#### SOAL TERTULIS 1:
Apa terjemahan bahasa Inggris untuk kalimat "Sabar artinya menahan diri dari sesuatu yang tidak berkenan di hati." dalam teks tentang sabar dan shalat?
#### SOAL TERTULIS 2:
Pengertian sabar apa saja yang disebutkan dalam teks tentang sabar dan shalat? Sebutkan semuanya.
#### SOAL TERTULIS 3:
Lanjutkan teks tentang sabar dan shalat, dimulai setelah kalimat terakhir yang ditampilkan.

#### SUMBER:
==*==
Selain itu, seperti yang diisyaratkan dalam Alquran surat al-Baqarah ayat 45-46, maka shalat sebagai sarana untuk mendapat pertolongan Ilahi mesti dimulai dengan sikap sabar. Apa itu sabar? Sabar artinya menahan diri dari sesuatu yang tidak berkenan di hati. Ia juga berarti ketabahan. Imam Ghazali mendefinisikan sabar sebagai ketetapan hati melaksanakan tuntunan agama menghadapi rayuan nafsu. Kemudian, apa itu shalat? Dari segi bahasa, shalat adalah doa sedangkan dari segi pengertian syariat Islam adalah “Ucapan dan perbuatan tertentu yang dimulai dengan takbir dan diakhiri dengan salam. Shalat juga mengandung pujian kepada Allah atas limpahan karunia-Nya, mengingat Allah dan karunia-Nya mengantar seseorang untuk melaksanakan perintah dan menjauhi larangan-Nya serta membuatnya tabah dan sabar menerima cobaan dan tugas yang berat saat menjadi khalifah fi al-ard.
==*==
#### CUPLIKAN DATA:
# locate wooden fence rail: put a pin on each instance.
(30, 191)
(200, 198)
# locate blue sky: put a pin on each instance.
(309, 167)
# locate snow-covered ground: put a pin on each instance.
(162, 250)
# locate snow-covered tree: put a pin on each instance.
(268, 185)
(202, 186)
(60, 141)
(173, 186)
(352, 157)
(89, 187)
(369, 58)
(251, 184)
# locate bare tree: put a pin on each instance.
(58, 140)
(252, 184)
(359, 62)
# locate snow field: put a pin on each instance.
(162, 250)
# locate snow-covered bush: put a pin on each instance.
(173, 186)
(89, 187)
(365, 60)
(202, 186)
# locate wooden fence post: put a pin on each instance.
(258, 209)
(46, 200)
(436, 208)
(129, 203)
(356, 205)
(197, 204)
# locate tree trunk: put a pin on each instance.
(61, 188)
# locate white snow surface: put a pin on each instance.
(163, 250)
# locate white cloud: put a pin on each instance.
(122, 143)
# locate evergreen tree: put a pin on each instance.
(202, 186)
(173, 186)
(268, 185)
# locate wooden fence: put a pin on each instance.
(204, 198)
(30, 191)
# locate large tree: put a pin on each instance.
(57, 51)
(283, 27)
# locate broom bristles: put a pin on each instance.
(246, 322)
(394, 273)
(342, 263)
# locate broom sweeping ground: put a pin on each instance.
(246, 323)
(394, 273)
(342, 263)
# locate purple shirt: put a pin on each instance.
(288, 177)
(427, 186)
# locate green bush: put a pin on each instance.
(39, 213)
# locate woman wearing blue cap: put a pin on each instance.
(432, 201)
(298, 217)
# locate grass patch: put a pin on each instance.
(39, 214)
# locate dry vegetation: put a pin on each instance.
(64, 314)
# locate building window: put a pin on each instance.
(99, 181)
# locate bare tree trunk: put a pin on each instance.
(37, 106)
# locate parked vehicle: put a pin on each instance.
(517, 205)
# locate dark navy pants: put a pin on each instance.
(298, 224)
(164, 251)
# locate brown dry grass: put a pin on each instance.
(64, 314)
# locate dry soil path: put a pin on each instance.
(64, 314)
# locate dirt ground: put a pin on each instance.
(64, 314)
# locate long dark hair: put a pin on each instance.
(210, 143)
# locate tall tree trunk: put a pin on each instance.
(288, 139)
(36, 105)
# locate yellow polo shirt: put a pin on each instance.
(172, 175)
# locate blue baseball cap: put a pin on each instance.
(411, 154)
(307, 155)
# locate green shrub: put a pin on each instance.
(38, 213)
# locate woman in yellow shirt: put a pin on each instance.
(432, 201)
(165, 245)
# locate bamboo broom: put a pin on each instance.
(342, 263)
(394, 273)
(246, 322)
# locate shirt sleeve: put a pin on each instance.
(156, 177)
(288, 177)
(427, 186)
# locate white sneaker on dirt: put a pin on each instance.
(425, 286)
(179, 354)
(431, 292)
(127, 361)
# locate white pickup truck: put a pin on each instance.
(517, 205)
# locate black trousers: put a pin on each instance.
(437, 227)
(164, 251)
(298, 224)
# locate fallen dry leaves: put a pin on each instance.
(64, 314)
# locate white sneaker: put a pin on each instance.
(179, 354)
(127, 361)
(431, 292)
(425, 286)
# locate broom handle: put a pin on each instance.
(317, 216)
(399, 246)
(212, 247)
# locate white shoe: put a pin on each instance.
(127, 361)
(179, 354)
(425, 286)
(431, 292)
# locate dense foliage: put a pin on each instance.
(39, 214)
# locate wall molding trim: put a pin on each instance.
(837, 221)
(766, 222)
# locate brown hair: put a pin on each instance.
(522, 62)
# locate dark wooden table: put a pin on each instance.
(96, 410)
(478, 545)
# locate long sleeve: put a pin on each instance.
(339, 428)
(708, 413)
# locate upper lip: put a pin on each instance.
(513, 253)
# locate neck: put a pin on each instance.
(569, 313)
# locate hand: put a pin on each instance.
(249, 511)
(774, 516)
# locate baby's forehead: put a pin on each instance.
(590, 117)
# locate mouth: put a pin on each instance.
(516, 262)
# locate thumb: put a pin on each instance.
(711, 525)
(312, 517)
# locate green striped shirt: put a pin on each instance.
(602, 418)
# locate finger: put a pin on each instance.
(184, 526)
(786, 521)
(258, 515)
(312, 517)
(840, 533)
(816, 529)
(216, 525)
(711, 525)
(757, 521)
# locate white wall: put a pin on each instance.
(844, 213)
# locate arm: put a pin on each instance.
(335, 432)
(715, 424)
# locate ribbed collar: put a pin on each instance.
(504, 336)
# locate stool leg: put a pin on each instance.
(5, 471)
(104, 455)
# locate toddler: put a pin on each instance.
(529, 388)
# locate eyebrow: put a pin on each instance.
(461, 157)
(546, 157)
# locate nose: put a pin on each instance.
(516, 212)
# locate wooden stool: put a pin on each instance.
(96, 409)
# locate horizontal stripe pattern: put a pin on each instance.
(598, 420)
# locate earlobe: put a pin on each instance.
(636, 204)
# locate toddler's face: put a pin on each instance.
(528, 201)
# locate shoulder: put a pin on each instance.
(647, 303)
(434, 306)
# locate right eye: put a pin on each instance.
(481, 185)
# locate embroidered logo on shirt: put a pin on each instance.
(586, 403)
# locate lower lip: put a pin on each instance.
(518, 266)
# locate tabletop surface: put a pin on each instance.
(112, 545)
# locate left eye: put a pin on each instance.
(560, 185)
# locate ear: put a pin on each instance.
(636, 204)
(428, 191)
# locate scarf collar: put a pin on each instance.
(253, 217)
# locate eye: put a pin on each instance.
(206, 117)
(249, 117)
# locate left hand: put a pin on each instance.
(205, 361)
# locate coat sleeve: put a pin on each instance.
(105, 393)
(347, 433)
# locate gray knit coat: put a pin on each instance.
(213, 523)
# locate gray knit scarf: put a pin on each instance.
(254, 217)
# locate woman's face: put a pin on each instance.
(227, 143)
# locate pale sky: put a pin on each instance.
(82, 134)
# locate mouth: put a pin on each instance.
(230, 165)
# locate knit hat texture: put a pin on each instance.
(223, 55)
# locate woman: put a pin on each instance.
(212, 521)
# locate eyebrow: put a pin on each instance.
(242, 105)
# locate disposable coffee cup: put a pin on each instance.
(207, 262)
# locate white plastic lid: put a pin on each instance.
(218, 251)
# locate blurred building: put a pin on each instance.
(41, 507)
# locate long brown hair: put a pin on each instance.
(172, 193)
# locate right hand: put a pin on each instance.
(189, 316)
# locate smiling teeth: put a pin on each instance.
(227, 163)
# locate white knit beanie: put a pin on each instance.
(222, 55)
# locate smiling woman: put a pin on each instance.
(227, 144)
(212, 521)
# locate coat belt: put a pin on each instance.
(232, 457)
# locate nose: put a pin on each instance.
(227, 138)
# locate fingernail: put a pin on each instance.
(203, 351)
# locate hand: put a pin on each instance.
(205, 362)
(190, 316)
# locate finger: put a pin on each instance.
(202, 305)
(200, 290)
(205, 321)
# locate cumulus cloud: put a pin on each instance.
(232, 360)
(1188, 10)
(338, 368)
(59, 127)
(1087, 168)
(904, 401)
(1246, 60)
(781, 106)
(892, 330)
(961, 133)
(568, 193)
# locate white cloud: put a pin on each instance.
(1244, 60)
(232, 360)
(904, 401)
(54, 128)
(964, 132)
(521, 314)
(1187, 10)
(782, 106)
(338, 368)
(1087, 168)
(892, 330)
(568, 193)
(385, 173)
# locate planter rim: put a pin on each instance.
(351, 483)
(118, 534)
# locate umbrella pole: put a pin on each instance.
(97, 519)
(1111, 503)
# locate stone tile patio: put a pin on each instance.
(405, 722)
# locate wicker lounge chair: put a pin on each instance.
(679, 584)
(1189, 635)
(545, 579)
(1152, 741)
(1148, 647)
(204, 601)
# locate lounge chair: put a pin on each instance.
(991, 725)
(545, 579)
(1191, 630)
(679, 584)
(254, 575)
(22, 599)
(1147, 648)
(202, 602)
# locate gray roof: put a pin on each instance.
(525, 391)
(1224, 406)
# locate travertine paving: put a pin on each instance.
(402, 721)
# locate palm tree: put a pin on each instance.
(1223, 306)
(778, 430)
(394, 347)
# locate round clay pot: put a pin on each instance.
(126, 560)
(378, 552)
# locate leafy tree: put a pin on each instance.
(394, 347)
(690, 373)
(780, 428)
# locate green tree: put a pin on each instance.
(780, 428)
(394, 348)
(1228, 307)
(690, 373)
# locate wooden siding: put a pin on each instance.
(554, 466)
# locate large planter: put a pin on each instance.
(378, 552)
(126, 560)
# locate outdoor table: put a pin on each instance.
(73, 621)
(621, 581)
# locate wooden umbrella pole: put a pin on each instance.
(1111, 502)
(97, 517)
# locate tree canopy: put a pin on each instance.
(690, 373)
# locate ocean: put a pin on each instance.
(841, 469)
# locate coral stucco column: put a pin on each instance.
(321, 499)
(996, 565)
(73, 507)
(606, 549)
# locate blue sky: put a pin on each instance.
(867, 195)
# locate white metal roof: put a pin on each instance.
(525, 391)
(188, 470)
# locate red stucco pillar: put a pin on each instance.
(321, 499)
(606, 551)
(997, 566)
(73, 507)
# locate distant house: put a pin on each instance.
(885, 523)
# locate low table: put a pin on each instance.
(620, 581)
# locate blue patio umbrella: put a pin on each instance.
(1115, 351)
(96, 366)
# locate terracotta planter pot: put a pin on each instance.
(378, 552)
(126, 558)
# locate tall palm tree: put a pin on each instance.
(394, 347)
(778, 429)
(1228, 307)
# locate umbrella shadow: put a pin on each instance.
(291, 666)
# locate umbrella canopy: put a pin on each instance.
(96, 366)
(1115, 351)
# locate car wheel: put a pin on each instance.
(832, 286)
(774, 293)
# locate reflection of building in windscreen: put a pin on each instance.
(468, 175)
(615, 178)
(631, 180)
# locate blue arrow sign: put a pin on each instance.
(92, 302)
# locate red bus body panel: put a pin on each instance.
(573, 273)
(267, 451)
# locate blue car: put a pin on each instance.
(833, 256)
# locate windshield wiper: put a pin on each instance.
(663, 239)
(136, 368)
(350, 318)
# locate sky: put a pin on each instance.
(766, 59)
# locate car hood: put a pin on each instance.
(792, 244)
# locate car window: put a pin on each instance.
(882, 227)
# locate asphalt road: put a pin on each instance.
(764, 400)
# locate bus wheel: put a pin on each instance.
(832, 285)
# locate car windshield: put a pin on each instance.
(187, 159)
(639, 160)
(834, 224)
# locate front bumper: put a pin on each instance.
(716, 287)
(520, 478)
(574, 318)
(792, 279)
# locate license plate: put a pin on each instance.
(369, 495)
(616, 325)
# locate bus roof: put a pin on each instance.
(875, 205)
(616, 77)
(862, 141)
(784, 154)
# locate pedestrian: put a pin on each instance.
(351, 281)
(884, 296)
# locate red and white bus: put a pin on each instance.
==*==
#### JAWABAN LATIHAN 1:
Patience means restraining oneself from something that the heart does not find agreeable.

#### JAWABAN LATIHAN 2:
- Menahan diri dari sesuatu yang tidak berkenan di hati
- Ketabahan
- Ketetapan hati melaksanakan tuntunan agama menghadapi rayuan nafsu (definisi Imam Ghazali)

#### JAWABAN LATIHAN 3:
Shalat tidak akan bermakna apa-apa kecuali bagi orang yang khusyu’. Innaha lakabiratun illa ‘ala al-khasyi’in. Dari redaksi ini terlihat, ternyata khusyu’ sudah ada sebelum shalat. Lalu siapakah orang yang khusyuk itu? Allazina yazunnuna annahum mulaqu rabbihim wa annahum ilaihi raji’un: yaitu orang-orang yakin bahwa mereka pasti menemui Tuhan mereka, dan mereka yakin bahwa kepada-Nya mereka akan kembali. Tumbuhkan keyakinan dengan sebenar-benar yakin bahwa kita akan menemui Tuhan dalam shalat, dan anggaplah itu merupakan shalat terakhir dalam kehidupan ini, anggaplah setelah shalat ini kita akan menemui ajal, karena, Iza shollaita fasholli shalatal muwaddi’: maka apabila Engkau shalat, maka shalatlah seperti shalat yang terakhir, demikian pesan Nabi Muhammad Saw kepada sahabat, Abu Ayyub al-Anshory.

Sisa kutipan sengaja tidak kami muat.